Show each line of the entries below that contains the word "polygon".

Recorded data
▼▼▼

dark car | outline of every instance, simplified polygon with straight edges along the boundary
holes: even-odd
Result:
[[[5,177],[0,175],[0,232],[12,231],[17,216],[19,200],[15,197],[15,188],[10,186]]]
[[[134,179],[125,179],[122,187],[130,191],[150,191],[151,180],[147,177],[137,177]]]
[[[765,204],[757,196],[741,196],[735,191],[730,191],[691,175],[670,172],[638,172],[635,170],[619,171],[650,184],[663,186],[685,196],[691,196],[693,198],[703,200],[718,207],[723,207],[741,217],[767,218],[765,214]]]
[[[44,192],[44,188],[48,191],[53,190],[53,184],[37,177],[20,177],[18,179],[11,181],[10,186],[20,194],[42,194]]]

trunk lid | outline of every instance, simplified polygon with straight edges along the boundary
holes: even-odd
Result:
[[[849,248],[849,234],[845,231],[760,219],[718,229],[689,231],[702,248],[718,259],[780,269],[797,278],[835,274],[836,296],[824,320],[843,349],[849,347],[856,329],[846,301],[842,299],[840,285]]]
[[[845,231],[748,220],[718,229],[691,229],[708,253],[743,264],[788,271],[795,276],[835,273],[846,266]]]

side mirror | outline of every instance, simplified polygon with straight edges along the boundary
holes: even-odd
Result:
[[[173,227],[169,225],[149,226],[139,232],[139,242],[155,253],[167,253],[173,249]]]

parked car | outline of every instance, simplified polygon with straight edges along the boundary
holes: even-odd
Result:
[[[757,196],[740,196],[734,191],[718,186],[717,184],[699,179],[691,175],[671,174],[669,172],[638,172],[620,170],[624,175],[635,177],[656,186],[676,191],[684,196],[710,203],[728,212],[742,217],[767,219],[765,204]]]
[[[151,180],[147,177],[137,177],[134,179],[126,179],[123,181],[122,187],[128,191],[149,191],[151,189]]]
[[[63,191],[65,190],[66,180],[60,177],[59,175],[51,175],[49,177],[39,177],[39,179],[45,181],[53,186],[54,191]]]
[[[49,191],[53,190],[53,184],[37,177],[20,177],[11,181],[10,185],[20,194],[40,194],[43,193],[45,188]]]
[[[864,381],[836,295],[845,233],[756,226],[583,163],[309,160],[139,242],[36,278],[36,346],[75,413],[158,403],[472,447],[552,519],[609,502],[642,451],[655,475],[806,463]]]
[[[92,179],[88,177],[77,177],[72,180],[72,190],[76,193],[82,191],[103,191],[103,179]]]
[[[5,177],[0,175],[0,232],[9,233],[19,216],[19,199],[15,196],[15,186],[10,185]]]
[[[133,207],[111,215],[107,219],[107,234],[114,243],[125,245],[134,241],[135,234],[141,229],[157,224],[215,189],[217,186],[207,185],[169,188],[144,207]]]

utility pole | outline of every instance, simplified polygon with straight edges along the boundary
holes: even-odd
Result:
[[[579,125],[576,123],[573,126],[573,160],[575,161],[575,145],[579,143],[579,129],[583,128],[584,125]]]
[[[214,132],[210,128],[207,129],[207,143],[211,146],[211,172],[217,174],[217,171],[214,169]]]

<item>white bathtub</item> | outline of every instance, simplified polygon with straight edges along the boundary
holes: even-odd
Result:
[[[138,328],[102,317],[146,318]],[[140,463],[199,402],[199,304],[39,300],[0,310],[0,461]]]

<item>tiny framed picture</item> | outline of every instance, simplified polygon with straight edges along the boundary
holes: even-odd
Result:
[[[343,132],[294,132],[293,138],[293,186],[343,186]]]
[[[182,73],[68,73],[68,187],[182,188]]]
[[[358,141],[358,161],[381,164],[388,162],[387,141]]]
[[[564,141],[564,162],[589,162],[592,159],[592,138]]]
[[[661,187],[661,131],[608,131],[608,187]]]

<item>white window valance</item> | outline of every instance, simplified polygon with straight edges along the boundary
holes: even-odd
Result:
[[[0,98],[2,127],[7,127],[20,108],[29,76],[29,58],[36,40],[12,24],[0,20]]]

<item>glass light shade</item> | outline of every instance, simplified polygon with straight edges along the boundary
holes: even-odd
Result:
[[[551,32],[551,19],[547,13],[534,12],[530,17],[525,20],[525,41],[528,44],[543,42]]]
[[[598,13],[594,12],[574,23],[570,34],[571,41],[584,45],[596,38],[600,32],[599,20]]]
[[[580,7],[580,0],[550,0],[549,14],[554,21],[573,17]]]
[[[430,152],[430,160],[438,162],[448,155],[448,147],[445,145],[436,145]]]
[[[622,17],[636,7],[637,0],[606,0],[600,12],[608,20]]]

▲▲▲

[Answer]:
dark car | outline of every instance, simplified polygon with straight edges along the boundary
trunk lid | outline of every instance, simplified polygon with straight edges along the boundary
side mirror | outline of every instance, simplified polygon with straight edges along the boundary
parked car | outline of every instance, simplified polygon with straight edges along the boundary
utility pole | outline of every instance, simplified polygon with straight edges along the boundary
<item>white bathtub</item> | outline of every instance, simplified polygon with straight edges along the boundary
<item>tiny framed picture</item> | outline of every instance, simplified polygon with straight edges along the boundary
<item>white window valance</item> | outline of every instance, simplified polygon with straight edges along the boundary
<item>glass light shade</item> | outline of every instance, simplified polygon with straight edges along the boundary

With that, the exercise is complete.